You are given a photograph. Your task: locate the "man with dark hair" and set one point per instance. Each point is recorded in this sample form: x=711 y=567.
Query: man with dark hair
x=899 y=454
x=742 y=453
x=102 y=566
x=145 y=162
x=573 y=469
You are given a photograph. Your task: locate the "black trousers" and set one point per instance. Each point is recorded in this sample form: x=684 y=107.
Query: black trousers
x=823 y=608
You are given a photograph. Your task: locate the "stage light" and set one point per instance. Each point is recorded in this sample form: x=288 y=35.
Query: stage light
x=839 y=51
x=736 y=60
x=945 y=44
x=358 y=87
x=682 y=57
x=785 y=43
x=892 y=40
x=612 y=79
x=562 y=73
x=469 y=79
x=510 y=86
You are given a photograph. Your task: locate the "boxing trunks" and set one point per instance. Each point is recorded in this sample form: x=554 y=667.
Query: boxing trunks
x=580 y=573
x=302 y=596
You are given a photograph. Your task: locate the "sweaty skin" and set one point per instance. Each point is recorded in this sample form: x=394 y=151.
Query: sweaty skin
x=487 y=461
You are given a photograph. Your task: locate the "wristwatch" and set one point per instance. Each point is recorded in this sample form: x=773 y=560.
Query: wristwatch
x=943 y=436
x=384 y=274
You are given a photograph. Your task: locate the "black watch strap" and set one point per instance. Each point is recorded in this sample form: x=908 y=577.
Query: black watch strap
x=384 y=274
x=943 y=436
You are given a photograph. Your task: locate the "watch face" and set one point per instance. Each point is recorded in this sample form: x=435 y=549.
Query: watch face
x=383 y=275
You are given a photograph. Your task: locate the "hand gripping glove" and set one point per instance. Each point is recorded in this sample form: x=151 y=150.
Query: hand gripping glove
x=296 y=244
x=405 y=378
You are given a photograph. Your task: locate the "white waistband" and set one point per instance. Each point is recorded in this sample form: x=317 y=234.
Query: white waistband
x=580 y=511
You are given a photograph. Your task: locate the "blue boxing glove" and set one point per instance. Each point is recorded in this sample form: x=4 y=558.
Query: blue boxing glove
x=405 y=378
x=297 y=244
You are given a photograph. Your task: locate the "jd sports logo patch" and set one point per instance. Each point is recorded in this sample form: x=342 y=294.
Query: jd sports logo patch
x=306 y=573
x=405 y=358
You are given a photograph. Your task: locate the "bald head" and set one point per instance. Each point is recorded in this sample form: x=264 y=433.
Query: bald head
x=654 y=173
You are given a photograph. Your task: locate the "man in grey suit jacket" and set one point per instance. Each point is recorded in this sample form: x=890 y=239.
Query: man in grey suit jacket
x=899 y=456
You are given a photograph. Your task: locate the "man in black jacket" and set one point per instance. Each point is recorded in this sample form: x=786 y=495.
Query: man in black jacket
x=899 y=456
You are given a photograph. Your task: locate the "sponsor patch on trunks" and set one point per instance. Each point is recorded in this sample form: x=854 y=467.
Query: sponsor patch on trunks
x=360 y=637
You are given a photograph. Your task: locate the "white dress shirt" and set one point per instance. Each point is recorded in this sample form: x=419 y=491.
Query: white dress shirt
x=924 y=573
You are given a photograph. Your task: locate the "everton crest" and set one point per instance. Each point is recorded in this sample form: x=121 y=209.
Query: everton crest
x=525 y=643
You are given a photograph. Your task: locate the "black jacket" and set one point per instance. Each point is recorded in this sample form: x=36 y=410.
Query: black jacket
════════════════════
**Stated goal**
Please write out all the data above again, switching every "Query" to "Label" and leaving everything else unchanged.

**The solution**
You are given a photograph. Your task: locate the "man with dark hair" and set one point per instance. Each point is recorded in this sample form: x=711 y=567.
Label: man with dark hair
x=899 y=454
x=742 y=453
x=102 y=566
x=145 y=162
x=573 y=469
You are given a photograph. Your task: locate the "black trousers" and set one point per instance. Each point is recorded in this sample form: x=684 y=107.
Label: black trousers
x=823 y=608
You are given a photograph. Your task: locate the "stage light" and set one point per instance. Each point is recorded in this sample form: x=288 y=35.
Label: stage light
x=839 y=51
x=736 y=60
x=945 y=44
x=358 y=87
x=682 y=57
x=785 y=43
x=892 y=40
x=612 y=79
x=562 y=73
x=469 y=79
x=510 y=86
You are given a photograph. Your task: locate the "boxing trunks" and set one point per instance. Each point is recorded in this sample form: x=554 y=667.
Label: boxing trunks
x=580 y=573
x=302 y=596
You are given a photograph. Your task: locate the "sweaty skin" and set one point per instance. Each point is recorded in this sample form: x=394 y=151.
Label: sweaty skin
x=487 y=461
You are given a photograph. Your task: locate the "wristwatch" and set one point per instance. Each point is recorded in this sample form: x=773 y=560.
Label: wristwatch
x=943 y=436
x=384 y=274
You are given a photograph. Your task: locate the "black watch strap" and set one point per instance. Each point is recorded in this sample form: x=908 y=577.
Label: black watch strap
x=384 y=274
x=943 y=436
You are given a photograph. Your task: locate the "watch face" and set one point per instance. Each point is recorded in this sample form: x=435 y=549.
Label: watch face
x=383 y=275
You are given a photograph. Your task: locate the "hand gripping glove" and set one point per instance. Each point is recorded in this sample form: x=151 y=150.
Label: hand gripping glove
x=296 y=244
x=405 y=378
You are given a photograph. Your task: locate the "white waistband" and set one point per instance. Each point is recorded in this sample form: x=317 y=234.
Label: white waistband
x=580 y=511
You are given a photograph. Your task: locate the "blue boxing glove" and set one point per instance. Each point is recorded in this sample form: x=4 y=558.
Label: blue boxing glove
x=405 y=378
x=297 y=244
You are given a photograph. Your task: locate the "jd sports logo patch" and set one point per instance. Each point is recorded in this sample form: x=342 y=294.
Label: jd sports logo patch
x=306 y=573
x=405 y=358
You are given a photograph. Your task: locate the "bald head" and set one point per instance. Each point is recorded in this sample form: x=264 y=433.
Label: bald head
x=654 y=173
You are given a photograph. Your task: locate the "man in grey suit jacket" and set one point per instance. Each point is recorded in this sample form: x=890 y=239.
Label: man in grey suit jacket
x=899 y=456
You are given a photograph. Your task: locate the "man in black jacket" and set one point per instance. Each point is recorded in this sample form: x=786 y=495.
Label: man in black jacket
x=899 y=456
You are given a photograph. Your task: locate the "sponsor patch on trunks" and set one point per instance. Each point is recorded in this sample form: x=854 y=467.
Label: sponsor patch on trunks
x=360 y=637
You are given a photograph. Your task: locate the "white dress shirt" and set one point per instance. Each point is recorded in this sample form: x=419 y=491.
Label: white dress shirt
x=924 y=573
You are given a photograph. Your task: locate the "everton crest" and set one point per instance. Each point is recorded in this sample form: x=121 y=209.
Label: everton crest
x=525 y=643
You are given a photograph. Your task: locate the "black jacket" and set one point per instance. Each point is recorded in this sample form: x=36 y=410.
Label: black jacket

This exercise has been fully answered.